_Excerpted passage_:
Start
Evelyn wakes up in her Victorian flat in the neighbourhood of Leytonstone, in northeast London. She tries to be quiet as she unloads the dishwasher; a Swedish couple holidaying with their little boy are still sleeping in one of the larger rooms in the three bedroom abode.
The other solo traveller had left earlier in the morning, leaving the keys behind on the dining table;
Evelyn peeks into the vacant smaller room to check the state that it has been left in. She will have to ‘turn down’ the room later as she has to rush to the other side of London, to another property, to prepare it for a group of travellers arriving later that day and staying for a week.
Since leaving her fulltime marketing job two years ago, Evelyn has been making a living renting out her spare rooms and several other properties – all of which she owns – through Airbnb, the online platform that connects people looking to rent out a spare room or property with people who are looking for holiday accommodation. She joins the growing number of people around the world who are relying on holiday rentals as a source of income, and they are more than eking out a living.
More than 40 million globetrotters stayed in Airbnb rentals in 2015; contrary to what might be expected, 74% of Airbnb properties were located outside of downtown areas, away from commercial and business centres where hotels tend to congregate. Guests who opt to stay at an Airbnb rental appreciate a different kind of experience, one in which they can immerse in authentic culture and meet locals which they might otherwise would never have crossed
Airbnb churned the data that it collected in 2015 and released a list of cities, out of 150 countries, which are surging in popularity amongst travellers; appearing in third place on the list is Malaysia’s own Brickfields, after Chuo-ku, Osaka and Banglampoo, Bangkok. Brickfields is Malaysia’s official Little India and a thriving residential neighbourhood outside of Kuala Lumpur city centre; it owes its reputation as a favoured tourist destination as much to the animated streets and shops, with wafts of curries and spices emanating from the Indian eateries, as its proximity to KL Sentral, the city’s central transportation hub.
End
_Rows from a pointing dataset_:
Start
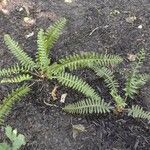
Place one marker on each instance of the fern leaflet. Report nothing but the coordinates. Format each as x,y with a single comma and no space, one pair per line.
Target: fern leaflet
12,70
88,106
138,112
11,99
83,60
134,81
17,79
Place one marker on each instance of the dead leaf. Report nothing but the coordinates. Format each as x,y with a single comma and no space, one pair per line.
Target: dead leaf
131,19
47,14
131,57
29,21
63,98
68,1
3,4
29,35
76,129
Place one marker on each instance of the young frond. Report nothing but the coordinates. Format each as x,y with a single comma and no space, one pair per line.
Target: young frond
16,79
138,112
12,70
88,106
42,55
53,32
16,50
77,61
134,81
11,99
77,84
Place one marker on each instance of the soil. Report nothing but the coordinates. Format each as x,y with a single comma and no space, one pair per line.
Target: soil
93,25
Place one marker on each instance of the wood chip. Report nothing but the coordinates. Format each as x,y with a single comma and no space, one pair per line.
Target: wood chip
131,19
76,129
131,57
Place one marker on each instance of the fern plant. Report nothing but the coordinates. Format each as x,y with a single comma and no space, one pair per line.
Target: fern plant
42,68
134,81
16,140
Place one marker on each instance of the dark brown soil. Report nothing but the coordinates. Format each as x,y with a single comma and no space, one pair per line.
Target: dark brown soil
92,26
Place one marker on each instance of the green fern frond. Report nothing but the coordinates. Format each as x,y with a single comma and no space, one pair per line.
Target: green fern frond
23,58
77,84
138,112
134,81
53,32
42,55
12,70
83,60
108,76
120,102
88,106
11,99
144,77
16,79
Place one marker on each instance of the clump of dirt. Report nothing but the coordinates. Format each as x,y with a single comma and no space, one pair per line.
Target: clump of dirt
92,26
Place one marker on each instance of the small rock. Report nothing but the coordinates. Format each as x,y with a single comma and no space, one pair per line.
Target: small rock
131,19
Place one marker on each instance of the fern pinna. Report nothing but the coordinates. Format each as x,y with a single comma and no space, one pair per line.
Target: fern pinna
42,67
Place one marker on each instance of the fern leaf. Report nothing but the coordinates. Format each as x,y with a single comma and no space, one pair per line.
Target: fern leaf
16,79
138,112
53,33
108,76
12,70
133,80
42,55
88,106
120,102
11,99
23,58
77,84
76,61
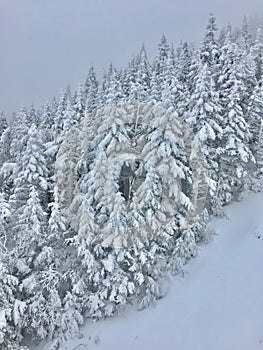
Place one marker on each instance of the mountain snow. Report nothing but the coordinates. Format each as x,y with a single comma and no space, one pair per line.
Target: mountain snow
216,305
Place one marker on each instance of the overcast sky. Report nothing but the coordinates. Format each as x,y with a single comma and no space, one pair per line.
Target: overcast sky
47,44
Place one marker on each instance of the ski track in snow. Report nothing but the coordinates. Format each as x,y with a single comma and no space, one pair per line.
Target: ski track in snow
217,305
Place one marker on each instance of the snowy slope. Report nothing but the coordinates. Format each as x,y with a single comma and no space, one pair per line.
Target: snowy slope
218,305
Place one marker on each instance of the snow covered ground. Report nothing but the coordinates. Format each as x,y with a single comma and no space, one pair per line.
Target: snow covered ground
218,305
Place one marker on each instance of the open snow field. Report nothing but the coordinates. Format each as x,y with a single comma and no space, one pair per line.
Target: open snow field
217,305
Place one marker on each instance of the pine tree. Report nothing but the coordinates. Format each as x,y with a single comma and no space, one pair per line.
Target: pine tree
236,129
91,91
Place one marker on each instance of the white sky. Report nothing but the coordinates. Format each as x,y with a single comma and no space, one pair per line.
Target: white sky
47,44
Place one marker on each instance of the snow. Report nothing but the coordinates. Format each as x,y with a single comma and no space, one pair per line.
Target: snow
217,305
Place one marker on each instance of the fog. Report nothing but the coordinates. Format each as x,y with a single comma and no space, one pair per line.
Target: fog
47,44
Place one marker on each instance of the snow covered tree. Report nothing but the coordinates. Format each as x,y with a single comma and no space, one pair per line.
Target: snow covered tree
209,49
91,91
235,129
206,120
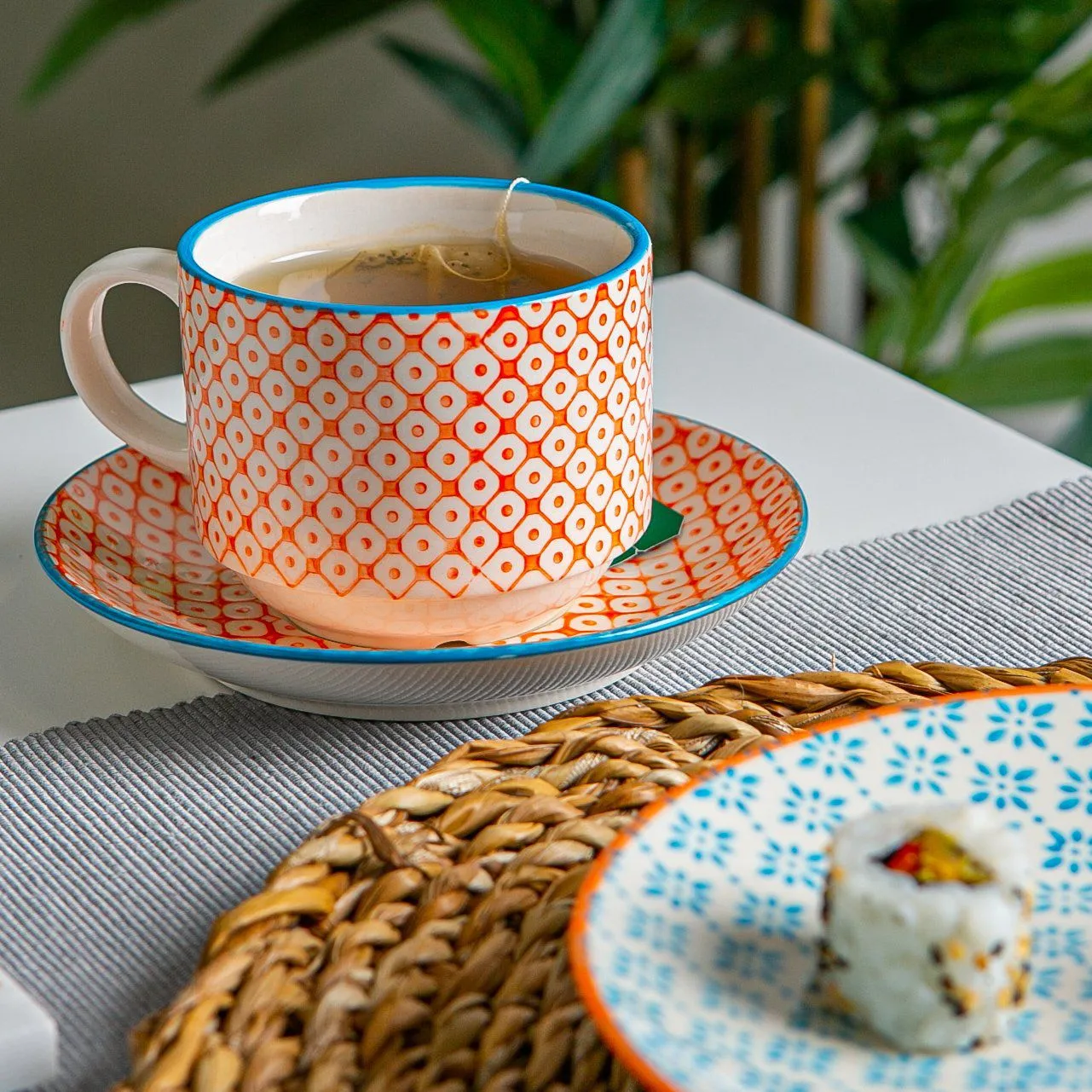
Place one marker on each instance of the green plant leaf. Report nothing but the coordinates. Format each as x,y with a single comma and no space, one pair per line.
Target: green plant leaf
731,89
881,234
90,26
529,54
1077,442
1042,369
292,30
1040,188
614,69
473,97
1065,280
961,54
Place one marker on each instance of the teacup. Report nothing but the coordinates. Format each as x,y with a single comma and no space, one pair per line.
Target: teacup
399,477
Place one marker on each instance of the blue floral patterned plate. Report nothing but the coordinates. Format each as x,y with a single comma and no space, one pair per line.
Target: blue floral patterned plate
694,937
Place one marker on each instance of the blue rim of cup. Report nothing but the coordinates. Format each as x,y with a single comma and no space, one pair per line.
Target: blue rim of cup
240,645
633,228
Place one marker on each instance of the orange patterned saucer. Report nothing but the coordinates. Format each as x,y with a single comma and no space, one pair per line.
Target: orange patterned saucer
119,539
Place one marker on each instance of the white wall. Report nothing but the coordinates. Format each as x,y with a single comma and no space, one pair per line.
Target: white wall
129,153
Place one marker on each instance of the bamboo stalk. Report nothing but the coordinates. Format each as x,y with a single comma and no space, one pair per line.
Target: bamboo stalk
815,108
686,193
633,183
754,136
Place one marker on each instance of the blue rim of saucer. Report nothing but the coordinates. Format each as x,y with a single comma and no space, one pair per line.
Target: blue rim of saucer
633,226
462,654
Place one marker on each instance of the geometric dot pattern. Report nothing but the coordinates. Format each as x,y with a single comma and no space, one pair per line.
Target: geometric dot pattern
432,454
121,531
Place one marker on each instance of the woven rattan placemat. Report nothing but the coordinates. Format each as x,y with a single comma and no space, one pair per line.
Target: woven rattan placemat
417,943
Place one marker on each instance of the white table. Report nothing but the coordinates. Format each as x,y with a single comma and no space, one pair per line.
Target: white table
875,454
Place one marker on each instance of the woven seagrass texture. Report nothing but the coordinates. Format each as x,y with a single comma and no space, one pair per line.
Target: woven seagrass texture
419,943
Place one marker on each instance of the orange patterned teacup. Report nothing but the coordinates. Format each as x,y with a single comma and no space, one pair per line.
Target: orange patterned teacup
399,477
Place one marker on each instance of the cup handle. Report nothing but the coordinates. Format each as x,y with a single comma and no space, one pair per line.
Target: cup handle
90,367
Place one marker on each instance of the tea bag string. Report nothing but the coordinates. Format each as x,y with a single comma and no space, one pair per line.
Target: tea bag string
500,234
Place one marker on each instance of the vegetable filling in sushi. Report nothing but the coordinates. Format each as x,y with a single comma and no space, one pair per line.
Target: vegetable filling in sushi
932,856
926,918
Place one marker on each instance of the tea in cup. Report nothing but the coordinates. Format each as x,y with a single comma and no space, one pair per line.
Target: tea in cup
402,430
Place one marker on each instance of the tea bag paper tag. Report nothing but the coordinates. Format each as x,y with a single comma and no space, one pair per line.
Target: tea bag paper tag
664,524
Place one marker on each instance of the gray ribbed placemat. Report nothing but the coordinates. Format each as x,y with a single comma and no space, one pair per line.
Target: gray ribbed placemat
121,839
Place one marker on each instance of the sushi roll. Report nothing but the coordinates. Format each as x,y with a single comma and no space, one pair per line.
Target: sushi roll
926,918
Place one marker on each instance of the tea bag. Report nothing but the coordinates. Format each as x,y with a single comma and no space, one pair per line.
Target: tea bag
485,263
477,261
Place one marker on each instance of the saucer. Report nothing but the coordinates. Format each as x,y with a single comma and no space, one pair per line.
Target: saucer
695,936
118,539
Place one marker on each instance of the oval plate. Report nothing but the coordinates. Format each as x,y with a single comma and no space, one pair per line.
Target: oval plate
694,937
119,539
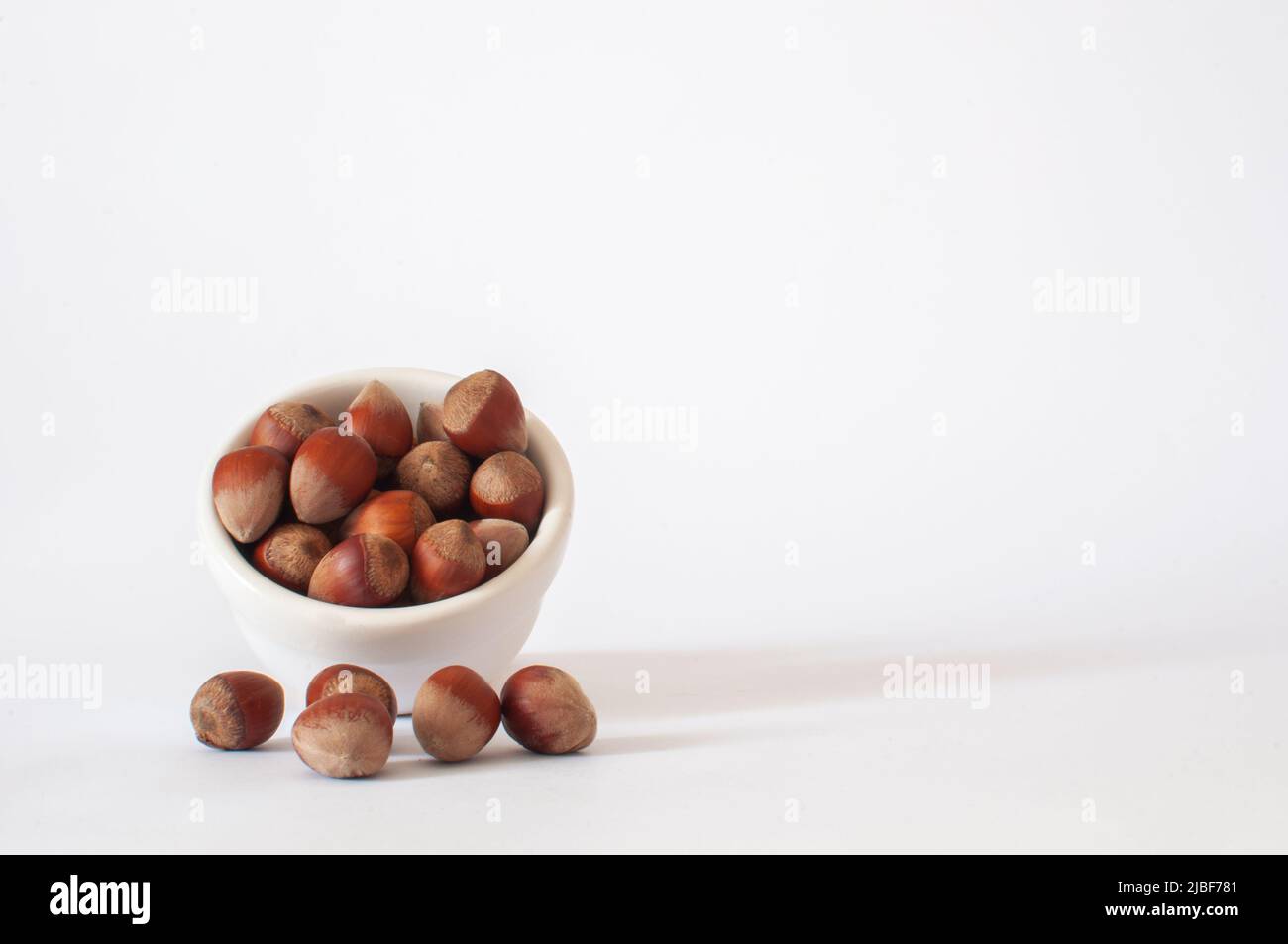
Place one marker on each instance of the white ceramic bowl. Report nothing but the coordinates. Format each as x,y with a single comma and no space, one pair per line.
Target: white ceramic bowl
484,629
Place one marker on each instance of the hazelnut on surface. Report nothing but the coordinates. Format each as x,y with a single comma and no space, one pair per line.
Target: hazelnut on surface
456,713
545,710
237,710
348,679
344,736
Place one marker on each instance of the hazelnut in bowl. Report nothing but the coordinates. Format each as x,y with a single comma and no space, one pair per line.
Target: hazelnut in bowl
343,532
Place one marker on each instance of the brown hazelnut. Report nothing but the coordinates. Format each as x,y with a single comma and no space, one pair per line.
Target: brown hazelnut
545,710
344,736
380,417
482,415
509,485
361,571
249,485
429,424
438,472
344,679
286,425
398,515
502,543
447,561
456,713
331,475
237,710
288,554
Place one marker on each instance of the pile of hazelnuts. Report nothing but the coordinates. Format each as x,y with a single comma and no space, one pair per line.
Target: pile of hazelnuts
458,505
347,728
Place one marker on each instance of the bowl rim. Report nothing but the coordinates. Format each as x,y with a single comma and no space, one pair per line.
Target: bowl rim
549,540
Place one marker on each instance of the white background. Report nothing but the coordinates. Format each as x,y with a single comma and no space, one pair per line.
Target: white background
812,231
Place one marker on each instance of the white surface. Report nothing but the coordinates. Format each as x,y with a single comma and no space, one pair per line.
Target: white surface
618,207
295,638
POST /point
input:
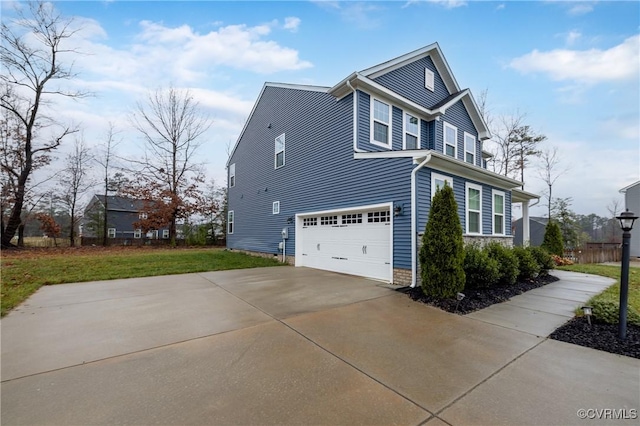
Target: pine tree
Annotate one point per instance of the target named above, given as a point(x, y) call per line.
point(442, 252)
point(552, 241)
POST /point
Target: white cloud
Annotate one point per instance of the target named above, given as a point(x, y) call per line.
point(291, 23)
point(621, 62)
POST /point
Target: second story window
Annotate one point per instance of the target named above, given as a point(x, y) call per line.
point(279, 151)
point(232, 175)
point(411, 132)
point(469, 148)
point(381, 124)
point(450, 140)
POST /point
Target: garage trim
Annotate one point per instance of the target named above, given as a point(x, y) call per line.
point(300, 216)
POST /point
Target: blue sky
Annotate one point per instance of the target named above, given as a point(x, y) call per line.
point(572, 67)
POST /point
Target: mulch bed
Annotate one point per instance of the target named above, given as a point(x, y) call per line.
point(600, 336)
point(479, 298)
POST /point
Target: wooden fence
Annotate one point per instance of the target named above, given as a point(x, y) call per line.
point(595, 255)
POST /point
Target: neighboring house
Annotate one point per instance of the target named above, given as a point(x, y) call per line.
End
_Instructions_:
1. Answer these questions from the Airbnb article:
(a) What kind of job did Evelyn leave two years ago?
(b) How many travelers stayed in Airbnb rentals in 2015?
(c) Which place came third on Airbnb's list of places surging in popularity?
2. Retype the Airbnb article from "Evelyn wakes up" to "three bedroom abode.".
3. Turn the paragraph of the Airbnb article that begins "Airbnb churned the data" into a short list that keeps its main facts.

_Answer list_:
1.
(a) A fulltime marketing job.
(b) More than 40 million.
(c) Brickfields, in Malaysia.

2.
Evelyn wakes up in her Victorian flat in the neighbourhood of Leytonstone, in northeast London. She tries to be quiet as she unloads the dishwasher; a Swedish couple holidaying with their little boy are still sleeping in one of the larger rooms in the three bedroom abode.

3.
- Airbnb used its 2015 data to release a list of places, drawn from 150 countries, that are surging in popularity with travelers.
- Chuo-ku, Osaka, came first, Banglampoo, Bangkok, came second, and Brickfields, Malaysia, came third.
- Brickfields is Malaysia's official Little India and a thriving residential neighborhood outside Kuala Lumpur city center.
- It draws tourists for its lively streets and shops and the smell of curries and spices from its Indian eateries.
- It is also close to KL Sentral, the city's central transportation hub.